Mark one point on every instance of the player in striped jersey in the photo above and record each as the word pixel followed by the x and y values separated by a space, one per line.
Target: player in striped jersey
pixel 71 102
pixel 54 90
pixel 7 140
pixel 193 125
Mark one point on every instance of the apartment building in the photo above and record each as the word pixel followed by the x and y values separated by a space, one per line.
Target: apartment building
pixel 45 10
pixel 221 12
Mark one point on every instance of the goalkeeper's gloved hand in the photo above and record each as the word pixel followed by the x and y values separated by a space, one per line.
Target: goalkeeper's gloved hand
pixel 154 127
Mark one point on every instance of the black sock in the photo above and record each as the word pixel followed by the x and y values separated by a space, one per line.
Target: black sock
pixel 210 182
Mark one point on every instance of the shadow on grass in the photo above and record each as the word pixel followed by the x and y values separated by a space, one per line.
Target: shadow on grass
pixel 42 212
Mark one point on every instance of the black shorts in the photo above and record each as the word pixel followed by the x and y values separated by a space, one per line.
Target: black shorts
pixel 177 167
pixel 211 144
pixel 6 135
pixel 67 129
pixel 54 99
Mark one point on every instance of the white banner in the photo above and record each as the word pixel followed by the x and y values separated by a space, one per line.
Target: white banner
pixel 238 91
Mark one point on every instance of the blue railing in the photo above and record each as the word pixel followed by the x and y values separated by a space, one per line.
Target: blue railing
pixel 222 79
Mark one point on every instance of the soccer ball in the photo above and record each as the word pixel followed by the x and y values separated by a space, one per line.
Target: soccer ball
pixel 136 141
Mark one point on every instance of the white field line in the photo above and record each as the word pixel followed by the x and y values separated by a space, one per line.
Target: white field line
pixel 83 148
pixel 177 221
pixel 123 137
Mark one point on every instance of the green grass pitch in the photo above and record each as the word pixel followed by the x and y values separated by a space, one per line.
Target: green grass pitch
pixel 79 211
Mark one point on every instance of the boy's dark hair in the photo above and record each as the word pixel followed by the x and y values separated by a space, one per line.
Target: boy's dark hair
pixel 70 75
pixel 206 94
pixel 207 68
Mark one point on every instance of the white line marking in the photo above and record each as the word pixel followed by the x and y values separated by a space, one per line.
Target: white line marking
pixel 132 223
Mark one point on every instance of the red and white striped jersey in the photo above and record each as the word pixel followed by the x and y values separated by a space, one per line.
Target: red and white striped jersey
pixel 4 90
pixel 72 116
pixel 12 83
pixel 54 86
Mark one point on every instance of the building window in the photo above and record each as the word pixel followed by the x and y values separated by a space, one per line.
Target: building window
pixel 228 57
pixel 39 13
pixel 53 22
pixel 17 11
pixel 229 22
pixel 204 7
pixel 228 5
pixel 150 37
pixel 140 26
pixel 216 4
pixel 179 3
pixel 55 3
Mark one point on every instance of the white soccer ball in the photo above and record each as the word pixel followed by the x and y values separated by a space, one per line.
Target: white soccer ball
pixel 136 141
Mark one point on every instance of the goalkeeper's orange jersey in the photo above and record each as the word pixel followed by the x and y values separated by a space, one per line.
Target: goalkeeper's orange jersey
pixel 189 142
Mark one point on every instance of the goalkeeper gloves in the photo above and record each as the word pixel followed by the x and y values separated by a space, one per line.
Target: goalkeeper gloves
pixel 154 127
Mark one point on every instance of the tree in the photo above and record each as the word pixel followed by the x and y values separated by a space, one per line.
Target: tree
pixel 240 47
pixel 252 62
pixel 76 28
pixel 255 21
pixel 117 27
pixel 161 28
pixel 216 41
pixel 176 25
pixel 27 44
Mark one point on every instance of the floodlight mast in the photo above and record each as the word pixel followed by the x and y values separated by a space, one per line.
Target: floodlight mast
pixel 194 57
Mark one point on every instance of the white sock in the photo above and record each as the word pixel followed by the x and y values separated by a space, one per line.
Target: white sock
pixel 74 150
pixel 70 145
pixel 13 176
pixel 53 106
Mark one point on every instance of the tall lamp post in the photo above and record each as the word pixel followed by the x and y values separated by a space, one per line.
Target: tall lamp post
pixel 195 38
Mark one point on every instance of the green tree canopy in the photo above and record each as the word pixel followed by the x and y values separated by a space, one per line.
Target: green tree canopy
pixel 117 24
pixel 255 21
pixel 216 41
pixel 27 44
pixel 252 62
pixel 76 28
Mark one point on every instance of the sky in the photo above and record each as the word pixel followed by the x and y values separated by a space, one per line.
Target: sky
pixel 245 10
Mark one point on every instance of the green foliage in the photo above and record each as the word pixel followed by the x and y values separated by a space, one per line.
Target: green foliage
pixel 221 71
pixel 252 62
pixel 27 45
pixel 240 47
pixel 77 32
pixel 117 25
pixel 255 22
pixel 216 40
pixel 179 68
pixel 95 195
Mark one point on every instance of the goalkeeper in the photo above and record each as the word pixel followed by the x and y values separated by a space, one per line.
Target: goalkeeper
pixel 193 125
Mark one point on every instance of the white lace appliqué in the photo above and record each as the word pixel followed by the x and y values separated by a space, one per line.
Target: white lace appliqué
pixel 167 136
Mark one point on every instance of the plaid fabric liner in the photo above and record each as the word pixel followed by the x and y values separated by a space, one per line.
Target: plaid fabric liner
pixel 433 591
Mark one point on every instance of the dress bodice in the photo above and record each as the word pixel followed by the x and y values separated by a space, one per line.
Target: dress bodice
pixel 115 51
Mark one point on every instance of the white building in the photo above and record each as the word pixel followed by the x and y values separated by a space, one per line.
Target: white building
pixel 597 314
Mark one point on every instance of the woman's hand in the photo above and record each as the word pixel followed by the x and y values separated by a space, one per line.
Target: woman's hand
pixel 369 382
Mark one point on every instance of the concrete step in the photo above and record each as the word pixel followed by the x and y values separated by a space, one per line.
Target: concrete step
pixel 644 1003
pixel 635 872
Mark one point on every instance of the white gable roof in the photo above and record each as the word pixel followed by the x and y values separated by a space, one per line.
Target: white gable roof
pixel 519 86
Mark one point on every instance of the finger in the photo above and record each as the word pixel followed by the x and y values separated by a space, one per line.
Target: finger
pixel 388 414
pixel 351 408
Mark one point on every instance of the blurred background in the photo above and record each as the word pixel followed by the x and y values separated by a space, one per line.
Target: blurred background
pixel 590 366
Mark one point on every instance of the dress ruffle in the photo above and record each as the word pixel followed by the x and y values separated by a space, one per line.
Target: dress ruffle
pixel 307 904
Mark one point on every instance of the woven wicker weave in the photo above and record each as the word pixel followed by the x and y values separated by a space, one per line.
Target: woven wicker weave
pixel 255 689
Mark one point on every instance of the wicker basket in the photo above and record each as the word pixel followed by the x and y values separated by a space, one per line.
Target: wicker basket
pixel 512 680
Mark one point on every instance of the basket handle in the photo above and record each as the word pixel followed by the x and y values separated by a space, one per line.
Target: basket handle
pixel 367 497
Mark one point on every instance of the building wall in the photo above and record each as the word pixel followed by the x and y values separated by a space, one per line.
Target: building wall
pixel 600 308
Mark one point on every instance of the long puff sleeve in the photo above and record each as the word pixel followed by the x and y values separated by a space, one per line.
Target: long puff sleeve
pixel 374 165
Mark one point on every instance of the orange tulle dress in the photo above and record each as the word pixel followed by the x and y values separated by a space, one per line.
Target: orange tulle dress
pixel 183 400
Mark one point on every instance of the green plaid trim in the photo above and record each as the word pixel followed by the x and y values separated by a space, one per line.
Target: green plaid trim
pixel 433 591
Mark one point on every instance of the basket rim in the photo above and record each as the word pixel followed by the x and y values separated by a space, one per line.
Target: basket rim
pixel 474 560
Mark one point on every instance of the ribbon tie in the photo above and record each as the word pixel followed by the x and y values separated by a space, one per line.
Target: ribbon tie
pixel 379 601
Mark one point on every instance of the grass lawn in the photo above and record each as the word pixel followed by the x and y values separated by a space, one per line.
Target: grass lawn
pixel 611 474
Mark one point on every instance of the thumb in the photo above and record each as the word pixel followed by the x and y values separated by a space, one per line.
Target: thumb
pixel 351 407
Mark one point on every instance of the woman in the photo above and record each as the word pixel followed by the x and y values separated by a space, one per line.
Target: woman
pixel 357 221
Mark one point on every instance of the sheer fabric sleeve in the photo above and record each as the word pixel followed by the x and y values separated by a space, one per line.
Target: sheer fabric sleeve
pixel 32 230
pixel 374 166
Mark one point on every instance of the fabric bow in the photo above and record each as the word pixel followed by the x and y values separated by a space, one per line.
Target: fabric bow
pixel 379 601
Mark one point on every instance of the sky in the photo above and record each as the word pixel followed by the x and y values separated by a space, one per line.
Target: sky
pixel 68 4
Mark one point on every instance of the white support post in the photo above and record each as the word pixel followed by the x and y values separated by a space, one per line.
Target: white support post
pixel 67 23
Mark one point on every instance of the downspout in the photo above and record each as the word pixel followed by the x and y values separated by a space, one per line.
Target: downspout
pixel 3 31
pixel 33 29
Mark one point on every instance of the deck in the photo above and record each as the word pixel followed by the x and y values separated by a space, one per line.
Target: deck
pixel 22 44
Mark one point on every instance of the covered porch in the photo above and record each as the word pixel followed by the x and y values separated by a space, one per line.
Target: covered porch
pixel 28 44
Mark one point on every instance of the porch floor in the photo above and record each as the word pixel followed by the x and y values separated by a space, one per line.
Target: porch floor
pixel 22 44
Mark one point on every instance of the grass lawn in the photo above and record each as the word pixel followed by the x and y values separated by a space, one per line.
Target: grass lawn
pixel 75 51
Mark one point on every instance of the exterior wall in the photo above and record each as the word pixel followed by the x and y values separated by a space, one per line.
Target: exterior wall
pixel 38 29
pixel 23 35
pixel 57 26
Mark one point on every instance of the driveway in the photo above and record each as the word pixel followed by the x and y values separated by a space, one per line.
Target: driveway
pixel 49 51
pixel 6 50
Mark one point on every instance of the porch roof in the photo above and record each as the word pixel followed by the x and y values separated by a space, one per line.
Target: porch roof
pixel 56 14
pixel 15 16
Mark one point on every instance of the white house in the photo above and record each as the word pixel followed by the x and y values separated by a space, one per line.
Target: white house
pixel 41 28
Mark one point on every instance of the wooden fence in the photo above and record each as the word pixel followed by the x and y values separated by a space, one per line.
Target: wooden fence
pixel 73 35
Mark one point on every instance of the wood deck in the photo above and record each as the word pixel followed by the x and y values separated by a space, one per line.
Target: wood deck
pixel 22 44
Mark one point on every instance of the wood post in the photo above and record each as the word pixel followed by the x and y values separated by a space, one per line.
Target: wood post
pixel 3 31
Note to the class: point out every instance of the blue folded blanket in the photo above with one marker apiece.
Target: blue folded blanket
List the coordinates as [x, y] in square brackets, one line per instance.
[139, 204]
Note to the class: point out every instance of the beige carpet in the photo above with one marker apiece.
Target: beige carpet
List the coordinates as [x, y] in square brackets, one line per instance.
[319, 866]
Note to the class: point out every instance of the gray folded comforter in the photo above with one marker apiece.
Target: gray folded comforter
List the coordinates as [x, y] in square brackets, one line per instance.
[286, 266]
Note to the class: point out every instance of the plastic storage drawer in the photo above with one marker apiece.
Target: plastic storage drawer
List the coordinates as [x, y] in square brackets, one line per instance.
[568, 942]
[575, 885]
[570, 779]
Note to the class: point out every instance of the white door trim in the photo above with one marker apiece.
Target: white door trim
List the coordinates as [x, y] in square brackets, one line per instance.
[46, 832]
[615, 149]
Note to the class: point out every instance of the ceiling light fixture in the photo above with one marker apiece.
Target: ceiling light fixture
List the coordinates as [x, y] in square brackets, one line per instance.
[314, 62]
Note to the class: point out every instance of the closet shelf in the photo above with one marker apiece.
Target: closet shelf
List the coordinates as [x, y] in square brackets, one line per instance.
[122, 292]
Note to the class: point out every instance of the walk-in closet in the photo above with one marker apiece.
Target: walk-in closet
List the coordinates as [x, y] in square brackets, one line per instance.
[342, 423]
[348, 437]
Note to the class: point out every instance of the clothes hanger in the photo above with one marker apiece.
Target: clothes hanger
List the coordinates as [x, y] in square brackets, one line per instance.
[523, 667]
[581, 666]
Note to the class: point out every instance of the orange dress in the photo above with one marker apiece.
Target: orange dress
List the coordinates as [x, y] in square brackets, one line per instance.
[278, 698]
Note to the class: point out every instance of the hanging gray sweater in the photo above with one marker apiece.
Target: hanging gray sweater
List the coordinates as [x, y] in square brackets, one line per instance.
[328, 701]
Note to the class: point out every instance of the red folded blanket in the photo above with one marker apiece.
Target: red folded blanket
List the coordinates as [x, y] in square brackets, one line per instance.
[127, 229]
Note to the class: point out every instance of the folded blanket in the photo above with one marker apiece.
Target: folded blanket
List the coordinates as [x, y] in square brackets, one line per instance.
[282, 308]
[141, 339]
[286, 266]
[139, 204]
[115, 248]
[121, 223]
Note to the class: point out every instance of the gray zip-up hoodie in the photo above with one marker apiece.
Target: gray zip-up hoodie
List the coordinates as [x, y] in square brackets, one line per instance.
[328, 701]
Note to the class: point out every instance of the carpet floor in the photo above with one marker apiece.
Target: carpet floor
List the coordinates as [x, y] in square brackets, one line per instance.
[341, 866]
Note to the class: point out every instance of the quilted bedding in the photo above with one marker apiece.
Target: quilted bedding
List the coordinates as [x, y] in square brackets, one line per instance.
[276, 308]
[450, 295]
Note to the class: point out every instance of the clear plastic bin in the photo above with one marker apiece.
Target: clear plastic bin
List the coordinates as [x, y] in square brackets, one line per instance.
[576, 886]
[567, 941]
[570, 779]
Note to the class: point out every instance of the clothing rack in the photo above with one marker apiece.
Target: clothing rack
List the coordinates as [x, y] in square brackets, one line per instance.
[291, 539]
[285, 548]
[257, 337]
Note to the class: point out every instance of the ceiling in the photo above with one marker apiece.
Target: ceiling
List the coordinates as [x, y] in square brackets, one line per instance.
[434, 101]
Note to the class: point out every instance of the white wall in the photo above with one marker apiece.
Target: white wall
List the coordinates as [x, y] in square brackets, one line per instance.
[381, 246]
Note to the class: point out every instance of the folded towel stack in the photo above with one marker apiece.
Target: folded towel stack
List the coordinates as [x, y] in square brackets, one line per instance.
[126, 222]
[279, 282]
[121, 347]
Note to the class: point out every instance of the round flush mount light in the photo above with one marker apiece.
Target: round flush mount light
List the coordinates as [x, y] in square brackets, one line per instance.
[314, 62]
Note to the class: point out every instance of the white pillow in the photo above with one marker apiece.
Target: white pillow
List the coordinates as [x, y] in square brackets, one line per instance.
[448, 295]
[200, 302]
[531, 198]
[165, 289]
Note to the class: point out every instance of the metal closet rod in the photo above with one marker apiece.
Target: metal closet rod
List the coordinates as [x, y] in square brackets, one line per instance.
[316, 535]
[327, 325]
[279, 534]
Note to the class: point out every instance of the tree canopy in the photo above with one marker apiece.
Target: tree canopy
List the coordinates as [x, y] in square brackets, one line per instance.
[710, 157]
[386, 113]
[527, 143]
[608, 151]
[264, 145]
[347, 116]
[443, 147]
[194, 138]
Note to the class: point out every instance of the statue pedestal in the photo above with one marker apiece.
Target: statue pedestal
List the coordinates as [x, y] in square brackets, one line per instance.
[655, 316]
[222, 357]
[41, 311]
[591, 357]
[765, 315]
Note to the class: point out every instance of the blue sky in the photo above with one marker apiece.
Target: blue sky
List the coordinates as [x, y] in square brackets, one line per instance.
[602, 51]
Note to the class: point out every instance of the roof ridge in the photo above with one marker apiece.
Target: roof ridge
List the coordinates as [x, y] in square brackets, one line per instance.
▬▬▬▬▬▬▬▬▬▬
§ **Your task**
Write out the records from the line with "Mark one point on every instance of the building window" up to and including the line with "pixel 53 106" as a Markdown table. Use the columns Row and Line, give each row a number, and leave out blank lines.

§ **Result of this task**
| Row | Line |
|---|---|
| 1 | Mark one point on every instance of the building window in the photo above and record each as the word pixel followed by the x and y values separated by a space, one per line. |
| 2 | Target: building window |
| 3 | pixel 228 57 |
| 4 | pixel 39 13 |
| 5 | pixel 53 22 |
| 6 | pixel 17 11 |
| 7 | pixel 229 22 |
| 8 | pixel 204 7 |
| 9 | pixel 228 5 |
| 10 | pixel 150 37 |
| 11 | pixel 140 26 |
| 12 | pixel 216 4 |
| 13 | pixel 179 3 |
| 14 | pixel 55 3 |
| 15 | Mark one point on every instance of the white soccer ball in the photo above and record each as the word pixel followed by the x and y values separated by a space, one per line. |
| 16 | Target: white soccer ball |
| 17 | pixel 136 141 |
| 18 | Mark one point on every instance of the goalkeeper's orange jersey in the photo above and record each as the word pixel followed by the x and y values separated by a space, one per line. |
| 19 | Target: goalkeeper's orange jersey |
| 20 | pixel 189 142 |
| 21 | Mark one point on every instance of the goalkeeper gloves in the photo above and record each as the word pixel followed by the x and y values separated by a space, one per line. |
| 22 | Target: goalkeeper gloves |
| 23 | pixel 154 127 |
| 24 | Mark one point on every instance of the tree in the photo above and record each as the word pixel followed by the x and y values separated by a space, one per line. |
| 25 | Target: tree |
| 26 | pixel 240 47 |
| 27 | pixel 252 62 |
| 28 | pixel 76 28 |
| 29 | pixel 255 21 |
| 30 | pixel 117 27 |
| 31 | pixel 161 28 |
| 32 | pixel 216 41 |
| 33 | pixel 176 25 |
| 34 | pixel 27 44 |
| 35 | Mark one point on every instance of the floodlight mast in the photo above and record each as the word pixel followed by the x and y values separated by a space, one per line. |
| 36 | Target: floodlight mast |
| 37 | pixel 194 57 |
| 38 | Mark one point on every instance of the white sock in the photo above and record each as the word pixel followed by the x and y values separated by a space, one per line. |
| 39 | Target: white sock |
| 40 | pixel 74 150 |
| 41 | pixel 70 145 |
| 42 | pixel 13 176 |
| 43 | pixel 53 106 |